Pensi che nulla sarà più come prima?

“È impensabile credere di tornare a giocare a futsal a cuor leggero, sapendo tutto quello che è successo e sta succedendo. Bisognerà mettere mano a tante piccole cose per permettere al calcio a 5 di tornare nelle nostre giornate. Non si può ricominciare il campionato lasciando tutto com’era prima”.

Per chiudere. La Divisione sta tardando a prendere una decisione definitiva sulla sorte dei campionati: tu, se non fossi infortunata, scenderesti in campo in caso di ripartenza?

“Parlando con senso di responsabilità, non insisterei per ricominciare. Ma non perché non mi manchi il futsal, ovviamente, solo per tutelare la salute di tutti. Dovesse succedere una qualsiasi cosa sarebbe peggio rispetto ad attendere e ripartire direttamente a settembre. Poi, parlando da infortunata, c’è anche chi vede lo stop in maniera ‘positiva’. Perché si dovrebbe avere più tempo per recuperare. Però in realtà io non ho avuto modo di riprendermi totalmente, dato che per la mia riabilitazione è fondamentale lavorare sul campo”.

“Sono una che parla tanto”, conclude Tea. Ma non c’è niente di meglio. Di questi tempi, il vuoto lasciato dal futsal lo si può riempire solo così.

Esempi di rilevamento
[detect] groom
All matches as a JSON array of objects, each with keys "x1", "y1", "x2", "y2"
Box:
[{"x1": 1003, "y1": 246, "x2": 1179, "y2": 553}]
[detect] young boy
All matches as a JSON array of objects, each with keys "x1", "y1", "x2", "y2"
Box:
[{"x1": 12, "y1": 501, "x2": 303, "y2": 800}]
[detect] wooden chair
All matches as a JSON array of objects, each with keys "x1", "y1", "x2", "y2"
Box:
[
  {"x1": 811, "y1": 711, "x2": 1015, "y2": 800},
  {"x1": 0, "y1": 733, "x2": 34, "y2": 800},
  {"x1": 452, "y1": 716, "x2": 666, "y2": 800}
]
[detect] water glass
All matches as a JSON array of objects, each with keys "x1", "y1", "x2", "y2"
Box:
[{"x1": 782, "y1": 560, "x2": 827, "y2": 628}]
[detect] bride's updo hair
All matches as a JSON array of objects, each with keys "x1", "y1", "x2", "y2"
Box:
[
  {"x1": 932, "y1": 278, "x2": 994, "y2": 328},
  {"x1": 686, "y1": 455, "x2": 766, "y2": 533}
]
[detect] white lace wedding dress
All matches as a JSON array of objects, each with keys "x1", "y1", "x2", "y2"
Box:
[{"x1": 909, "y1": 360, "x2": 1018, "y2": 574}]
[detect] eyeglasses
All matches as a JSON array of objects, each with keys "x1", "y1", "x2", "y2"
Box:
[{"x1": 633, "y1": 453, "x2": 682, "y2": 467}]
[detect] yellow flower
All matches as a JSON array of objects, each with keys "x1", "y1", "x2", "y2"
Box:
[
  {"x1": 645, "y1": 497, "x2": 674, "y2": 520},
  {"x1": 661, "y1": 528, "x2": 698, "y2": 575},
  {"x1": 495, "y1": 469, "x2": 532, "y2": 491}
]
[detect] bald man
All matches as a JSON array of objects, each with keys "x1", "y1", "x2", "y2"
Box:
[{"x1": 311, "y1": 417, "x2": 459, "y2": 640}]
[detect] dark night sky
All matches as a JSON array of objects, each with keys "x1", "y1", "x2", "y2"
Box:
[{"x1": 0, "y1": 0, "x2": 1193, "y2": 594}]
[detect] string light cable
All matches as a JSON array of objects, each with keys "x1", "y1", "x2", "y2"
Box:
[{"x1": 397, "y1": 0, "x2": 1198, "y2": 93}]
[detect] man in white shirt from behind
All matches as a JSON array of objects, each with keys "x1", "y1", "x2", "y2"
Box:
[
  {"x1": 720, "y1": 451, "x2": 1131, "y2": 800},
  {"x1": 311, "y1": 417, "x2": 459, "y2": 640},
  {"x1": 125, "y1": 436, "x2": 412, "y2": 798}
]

| Consegna A |
Copia tale e quale la parte del brano sul futsal che comincia con "Pensi che nulla" e finisce con "caso di ripartenza?".
| Consegna B |
Riporta in una tabella Markdown con le colonne "N." e "Riga" le righe dei record a partire da quella che contiene "[detect] man in white shirt from behind" fino alla fine dei record, estremi inclusi. Tralascia le righe vuote.
Il brano e i record hanno origini diverse.

| Risposta completa A |
Pensi che nulla sarà più come prima?

“È impensabile credere di tornare a giocare a futsal a cuor leggero, sapendo tutto quello che è successo e sta succedendo. Bisognerà mettere mano a tante piccole cose per permettere al calcio a 5 di tornare nelle nostre giornate. Non si può ricominciare il campionato lasciando tutto com’era prima”.

Per chiudere. La Divisione sta tardando a prendere una decisione definitiva sulla sorte dei campionati: tu, se non fossi infortunata, scenderesti in campo in caso di ripartenza?

| Risposta completa B |
| N. | Riga |
|---|---|
| 1 | [detect] man in white shirt from behind |
| 2 | All matches as a JSON array of objects, each with keys "x1", "y1", "x2", "y2" |
| 3 | Box: |
| 4 | [ |
| 5 |   {"x1": 720, "y1": 451, "x2": 1131, "y2": 800}, |
| 6 |   {"x1": 311, "y1": 417, "x2": 459, "y2": 640}, |
| 7 |   {"x1": 125, "y1": 436, "x2": 412, "y2": 798} |
| 8 | ] |